----- Dokumen -----
2. Musāwah Dalam Islam
Menurut Muhammad Ali al Hasyimy dalam Manhāj al-Islām fi al-‘Adalah wa al-Musāwah, ada beberapa hal berkaitan dengan prinsip musāwah dalam ajaran Islam, yaitu:
a. Persamaan adalah buah dari keadilan dalam
Islam.
b. Setiap manusia sama derajatnya, tidak ada
pengistimewaan tertentu pada seorang terhadap orang lain. Maksudnya adalah
tanggung jawab yang sama.
c. Memelihara hak-hak non-muslim. Di antaranya
adalah memahami perbedaan keyakinan dan ritual agama.
d. Persamaan derajat antara laki-laki dan
perempuan dalam kewajiban agama dan lainnya. Maksudnya adalah dalam hak dan
kewajiban, Islam menjadikan keduanya sama, yaitu dalam kewajiban-kewajiban
agama, hak pribadi, martabat manusia, hak-hak sipil dan kekayaan.
----- Baris Data -----
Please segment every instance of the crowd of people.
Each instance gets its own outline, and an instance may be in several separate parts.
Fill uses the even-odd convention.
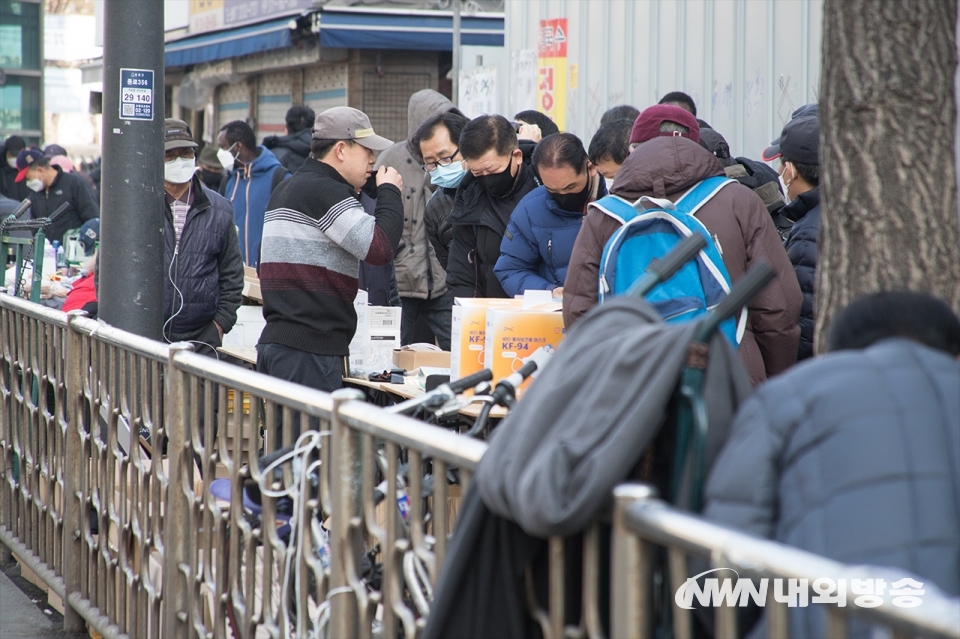
[[[706,516],[960,595],[960,474],[947,454],[960,450],[960,323],[930,296],[880,293],[841,313],[830,353],[813,358],[817,105],[794,112],[759,160],[733,156],[680,92],[610,109],[589,142],[537,111],[470,119],[429,89],[410,98],[406,140],[349,107],[295,106],[286,122],[259,145],[249,124],[229,122],[202,150],[185,122],[165,122],[165,339],[215,355],[244,265],[263,296],[257,369],[323,391],[342,385],[360,288],[402,307],[404,344],[449,349],[455,298],[528,290],[562,301],[569,330],[598,304],[601,260],[624,224],[598,201],[667,206],[728,178],[695,217],[733,284],[761,261],[775,277],[738,336],[757,390],[716,458]],[[82,227],[92,253],[99,169],[84,176],[63,149],[16,136],[3,151],[0,204],[29,198],[42,217],[69,203],[49,236]],[[83,275],[68,307],[95,311]]]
-----
**Daftar Tugas**
#1 Tentukan apakah tiap pernyataan berikut sesuai dengan teks tentang musāwah dalam Islam. Jawab ya atau tidak, lalu kutip kata-kata penentunya dari teks. (a) Persamaan disebut sebagai buah dari keadilan dalam Islam. (b) Teks menyatakan bahwa seseorang dapat memperoleh pengistimewaan tertentu dibanding orang lain. (c) Persamaan derajat antara laki-laki dan perempuan mencakup hak-hak sipil dan kekayaan.
#2 Teruskan teks tentang musāwah dalam Islam, mulai setelah kalimat terakhirnya.

**Jawaban Tiap Tugas**
#1
(a) Ya: "Persamaan adalah buah dari keadilan dalam Islam."
(b) Tidak: "tidak ada pengistimewaan tertentu pada seorang terhadap orang lain."
(c) Ya: "yaitu dalam kewajiban-kewajiban agama, hak pribadi, martabat manusia, hak-hak sipil dan kekayaan."

#2
e. Persamaan sosial di masyarakat. Maksudnya
adalah dalam kehidupan
masyarakat, setiap orang baik kaya maupun miskin,
pejabat atau rakyat berada pada hak dan kewajiban yang sama meskipun
implementasinya berbeda karena faktor otoritas di dalamnya seperti pejabat
pemerintah memiliki kewajiban untuk membuat undang-undang sedangkan rakyat
tidak berhak untuk membuat undang-undang.
f. Persamaan manusia di depan hukum. Maksudnya
adalah dalam hukum, siapa pun akan menerima hukuman sesuai dengan perilakunya.
Tidak ada kata hukum tajam di bawah dan tumpul di atas.
g. Persamaan dalam mendapatkan jabatan publik.
Maksudnya adalah setiap orang memiliki hak untuk menjadi pejabat publik.
Contohnya ketika Rasulullah memberikan jabatan panglima, gubernur dan
jabatan-jabatan strategis lainnya pada banyak budak yang telah dimerdekakan
seperti Zaid, Usamah bin Zaid, dan lainnya.
h. Persamaan didasarkan pada kesatuan asal bagi
manusia. Maksudnya adalah setiap manusia dalam kedudukan sama di sisi Allah.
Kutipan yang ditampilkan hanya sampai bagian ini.